- [WORK INSTRUCTION]
An exact, complete copy of the data is all that is needed.

- [RECORDS SUPPLIED]
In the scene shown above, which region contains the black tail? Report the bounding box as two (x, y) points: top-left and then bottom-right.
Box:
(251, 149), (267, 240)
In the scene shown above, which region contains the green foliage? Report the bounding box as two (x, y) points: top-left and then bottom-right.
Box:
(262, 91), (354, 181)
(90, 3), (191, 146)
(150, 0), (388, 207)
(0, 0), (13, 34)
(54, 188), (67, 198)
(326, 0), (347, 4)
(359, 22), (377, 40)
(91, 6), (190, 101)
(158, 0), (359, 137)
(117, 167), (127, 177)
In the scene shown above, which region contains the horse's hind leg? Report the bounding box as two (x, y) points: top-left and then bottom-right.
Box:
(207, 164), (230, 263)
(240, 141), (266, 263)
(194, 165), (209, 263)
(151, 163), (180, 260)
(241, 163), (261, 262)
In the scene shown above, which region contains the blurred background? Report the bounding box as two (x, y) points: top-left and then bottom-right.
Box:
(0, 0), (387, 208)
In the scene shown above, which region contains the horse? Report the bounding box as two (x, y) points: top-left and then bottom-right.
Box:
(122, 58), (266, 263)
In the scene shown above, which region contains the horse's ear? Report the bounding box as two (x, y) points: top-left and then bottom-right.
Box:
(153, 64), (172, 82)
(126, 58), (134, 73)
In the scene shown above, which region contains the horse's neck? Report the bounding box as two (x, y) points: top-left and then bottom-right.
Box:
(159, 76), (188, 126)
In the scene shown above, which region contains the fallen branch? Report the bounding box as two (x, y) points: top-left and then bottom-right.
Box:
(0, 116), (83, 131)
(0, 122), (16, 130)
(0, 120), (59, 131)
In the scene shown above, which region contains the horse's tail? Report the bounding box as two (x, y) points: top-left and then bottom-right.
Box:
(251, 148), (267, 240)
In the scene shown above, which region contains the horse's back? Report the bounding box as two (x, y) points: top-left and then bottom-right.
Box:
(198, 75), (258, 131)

- [SOLUTION TO THE PROBLEM]
In the scene shown above, which region contains the black tail? Report the bounding box as two (x, y) points: top-left and then bottom-right.
Box:
(251, 149), (267, 240)
In the scene shown above, which region contains the green foliage? Report the bounding box as two (x, y) points: top-left and then bottom-right.
Box:
(262, 91), (354, 181)
(90, 3), (191, 146)
(150, 0), (388, 207)
(0, 0), (13, 34)
(54, 188), (67, 198)
(326, 0), (347, 4)
(359, 22), (377, 40)
(91, 6), (190, 101)
(158, 0), (359, 137)
(117, 167), (127, 177)
In the scene shown above, which region contains the horse's hind leg? Report the bounding box as two (x, y) points: top-left and then bottom-right.
Box:
(207, 164), (230, 263)
(240, 141), (266, 263)
(194, 165), (209, 263)
(151, 163), (180, 260)
(241, 163), (261, 262)
In the scene shown above, which region contains the blurred background? Report the bounding box as two (x, y) points: top-left and then bottom-right.
Box:
(0, 0), (387, 208)
In the scene shown above, which region contains the horse? Report the bounding box as two (x, y) points: top-left and then bottom-right.
Box:
(122, 58), (266, 263)
In the scene shown above, which region contains the horse's ear? Report the bounding box as two (x, y) points: top-left and then bottom-right.
Box:
(153, 64), (172, 82)
(126, 58), (134, 73)
In the scene shown above, which region contains the horse's neck? Report the bounding box as two (x, y) points: top-left and then bottom-right.
Box:
(159, 76), (188, 126)
In the scene shown above, which region contains the fallen branch? Report the bounding box as two (x, y) points: top-left and then bottom-right.
Box:
(0, 116), (83, 131)
(0, 122), (16, 130)
(0, 120), (59, 131)
In the scene shown above, which region contains the horse's tail? Report the bounding box as two (x, y) points: top-left and then bottom-right.
Box:
(251, 148), (267, 240)
In the scene shown above, which region contains the horse's back? Report the bounding box as two (x, y) points: top-left and then bottom-right.
Box:
(198, 75), (258, 131)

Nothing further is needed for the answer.